### EXERCISE 1
Please gather every line of the entries that contains the word "wall", treating case as significant.

Back to table of contents
We don't say that you need nonviolence training before you go out on the street and hold up a placard or give out a leaflet. Not in most countries anyway. However, the whole process we refer to as nonviolence training—analysing issues, envisioning alternatives, drawing up demands, developing campaign strategy, planning actions, preparing actions, evaluating actions or campaigns—can increase the impact your group has on others, help you to function better in action and cope better with the risks and problems it poses, and expand your action horizons. Basically, nonviolence training helps to create a safe space to test out and develop new ideas or to analyse and evaluate experiences.

### EXERCISE 2
Update the nonviolence training passage from "Back to table" to "and evaluate experiences." by replacing "placard" with "banner", and write out that stretch in full.

### TASK INPUTS
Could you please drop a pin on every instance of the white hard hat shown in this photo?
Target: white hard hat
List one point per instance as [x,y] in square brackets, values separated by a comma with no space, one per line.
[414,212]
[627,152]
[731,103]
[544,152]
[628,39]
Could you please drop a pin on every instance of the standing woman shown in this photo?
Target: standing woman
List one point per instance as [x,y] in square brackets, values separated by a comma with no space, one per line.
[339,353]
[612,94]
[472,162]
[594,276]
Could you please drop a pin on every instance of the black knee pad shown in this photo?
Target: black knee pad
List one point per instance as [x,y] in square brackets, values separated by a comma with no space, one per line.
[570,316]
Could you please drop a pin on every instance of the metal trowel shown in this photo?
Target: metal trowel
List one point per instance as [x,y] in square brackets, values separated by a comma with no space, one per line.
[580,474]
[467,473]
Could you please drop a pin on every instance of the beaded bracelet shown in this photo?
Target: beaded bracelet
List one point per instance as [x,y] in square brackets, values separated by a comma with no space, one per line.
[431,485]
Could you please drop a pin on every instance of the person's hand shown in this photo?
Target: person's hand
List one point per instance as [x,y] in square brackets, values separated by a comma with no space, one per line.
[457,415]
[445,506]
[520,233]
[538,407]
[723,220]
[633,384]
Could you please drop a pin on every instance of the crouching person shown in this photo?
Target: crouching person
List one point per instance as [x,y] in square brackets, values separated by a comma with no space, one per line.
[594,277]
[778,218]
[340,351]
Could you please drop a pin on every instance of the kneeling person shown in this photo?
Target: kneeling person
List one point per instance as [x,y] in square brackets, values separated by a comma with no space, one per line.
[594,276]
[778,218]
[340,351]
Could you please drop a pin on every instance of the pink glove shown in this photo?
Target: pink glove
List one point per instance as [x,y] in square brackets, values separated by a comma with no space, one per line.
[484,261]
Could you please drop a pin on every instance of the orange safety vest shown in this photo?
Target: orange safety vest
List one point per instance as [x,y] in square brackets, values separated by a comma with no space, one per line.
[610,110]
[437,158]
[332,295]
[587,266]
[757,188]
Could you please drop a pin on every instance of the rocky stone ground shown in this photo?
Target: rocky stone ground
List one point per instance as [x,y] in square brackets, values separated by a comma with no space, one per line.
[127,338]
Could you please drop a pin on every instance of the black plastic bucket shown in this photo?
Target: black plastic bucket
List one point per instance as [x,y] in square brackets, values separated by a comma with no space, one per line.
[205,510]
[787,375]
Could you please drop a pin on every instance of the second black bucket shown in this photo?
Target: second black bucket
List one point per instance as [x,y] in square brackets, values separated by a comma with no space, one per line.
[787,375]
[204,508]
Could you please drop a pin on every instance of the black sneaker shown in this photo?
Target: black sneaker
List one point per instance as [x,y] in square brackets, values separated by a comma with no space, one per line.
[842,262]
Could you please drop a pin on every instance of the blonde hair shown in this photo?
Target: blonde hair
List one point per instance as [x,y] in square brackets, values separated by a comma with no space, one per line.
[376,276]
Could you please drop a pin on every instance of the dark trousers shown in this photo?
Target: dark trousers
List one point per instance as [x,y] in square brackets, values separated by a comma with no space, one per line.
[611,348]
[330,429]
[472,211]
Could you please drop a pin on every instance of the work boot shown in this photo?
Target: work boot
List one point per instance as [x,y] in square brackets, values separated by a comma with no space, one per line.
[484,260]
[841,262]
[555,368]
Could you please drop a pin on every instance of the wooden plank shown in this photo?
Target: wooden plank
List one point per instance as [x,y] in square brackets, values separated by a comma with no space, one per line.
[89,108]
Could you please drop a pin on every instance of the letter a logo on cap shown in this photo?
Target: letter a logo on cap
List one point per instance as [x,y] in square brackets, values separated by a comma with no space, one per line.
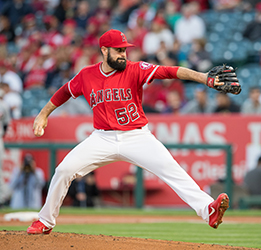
[123,38]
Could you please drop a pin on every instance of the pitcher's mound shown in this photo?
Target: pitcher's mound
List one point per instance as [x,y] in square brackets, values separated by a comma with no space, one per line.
[14,240]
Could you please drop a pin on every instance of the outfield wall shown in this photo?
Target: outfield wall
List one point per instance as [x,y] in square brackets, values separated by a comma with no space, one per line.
[116,180]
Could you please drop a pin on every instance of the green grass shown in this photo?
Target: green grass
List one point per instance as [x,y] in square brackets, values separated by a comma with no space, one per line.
[238,234]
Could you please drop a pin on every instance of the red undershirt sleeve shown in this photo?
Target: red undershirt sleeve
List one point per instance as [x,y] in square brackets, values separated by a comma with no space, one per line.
[61,95]
[166,72]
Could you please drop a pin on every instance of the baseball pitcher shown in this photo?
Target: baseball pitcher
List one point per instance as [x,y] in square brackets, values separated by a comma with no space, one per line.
[113,89]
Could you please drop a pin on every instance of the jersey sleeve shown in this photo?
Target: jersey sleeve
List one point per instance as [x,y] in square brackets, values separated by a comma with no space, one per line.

### TASK RESPONSE 1
Could you please drop a pin on every instance of the outfield wall shown in this photo?
Target: outfield wall

### TASK RESPONSE 2
Back to table of contents
We don't say that you need nonviolence training before you go out on the street and hold up a banner or give out a leaflet. Not in most countries anyway. However, the whole process we refer to as nonviolence training—analysing issues, envisioning alternatives, drawing up demands, developing campaign strategy, planning actions, preparing actions, evaluating actions or campaigns—can increase the impact your group has on others, help you to function better in action and cope better with the risks and problems it poses, and expand your action horizons. Basically, nonviolence training helps to create a safe space to test out and develop new ideas or to analyse and evaluate experiences.